§ **Exercise**: According to the film article below, where does the house built for the 1948 film stand today?

§ **Text excerpt**:

## start

Mr. Blandings Builds His Dream House (1948) is an American comedy film directed by H. C. Potter and starring Cary Grant, Myrna Loy, and Melvyn Douglas. The film was written and produced by the team of Melvin Frank and Norman Panama, and was an adaptation of Eric Hodgins' popular 1946 novel, illustrated by Shrek! author William Steig.
This film was the third and last pairing of Grant and Loy, who had shared a comfortable chemistry previously in The Bachelor and the Bobby-Soxer (1947) and Wings in the Dark (1935).
The film was a box office hit upon its release. Warner Home Video released the film to DVD with restored and remastered audio and video in 2004. In 2007 a loose remake of the 1948 film was released under the title Are We Done Yet?.
The house built for the 1948 film still stands on the old Fox Ranch property in Malibu Creek State Park in the hills a few miles north of Malibu. It is used as an office for the Park.
Video Mr. Blandings Builds His Dream House
Plot
Jim Blandings (Cary Grant), a bright account executive in the advertising business, lives with his wife Muriel (Myrna Loy) and two daughters, Betsy (Connie Marshall) and Joan (Sharyn Moffett), in a cramped New York apartment. Muriel secretly plans to remodel their apartment. After rejecting this idea, Jim Blandings comes across an ad for new homes in Connecticut and they get excited about moving. Planning to purchase and "fix up" an old home, the couple contact a real estate agent, who uses them to unload "The Old Hackett Place" in fictional Lansdale County, Connecticut. It is a dilapidated, two-hundred-year-old farmhouse. Blandings purchases the property for more than the going rate for land in the area, provoking his friend/lawyer Bill Cole (Melvyn Douglas) to chastise him for following his heart rather than his head.

## end

§ **Recorded data**:
## start

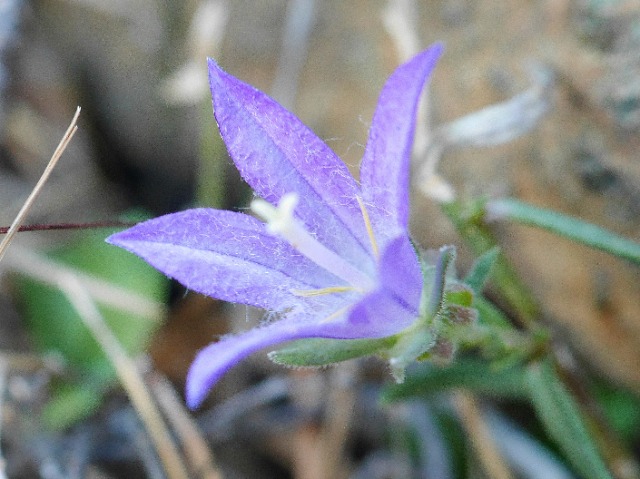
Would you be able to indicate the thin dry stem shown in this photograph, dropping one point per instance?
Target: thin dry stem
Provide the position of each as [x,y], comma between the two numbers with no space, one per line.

## end

§ **Finished answer**: It stands on the old Fox Ranch property in Malibu Creek State Park, in the hills a few miles north of Malibu.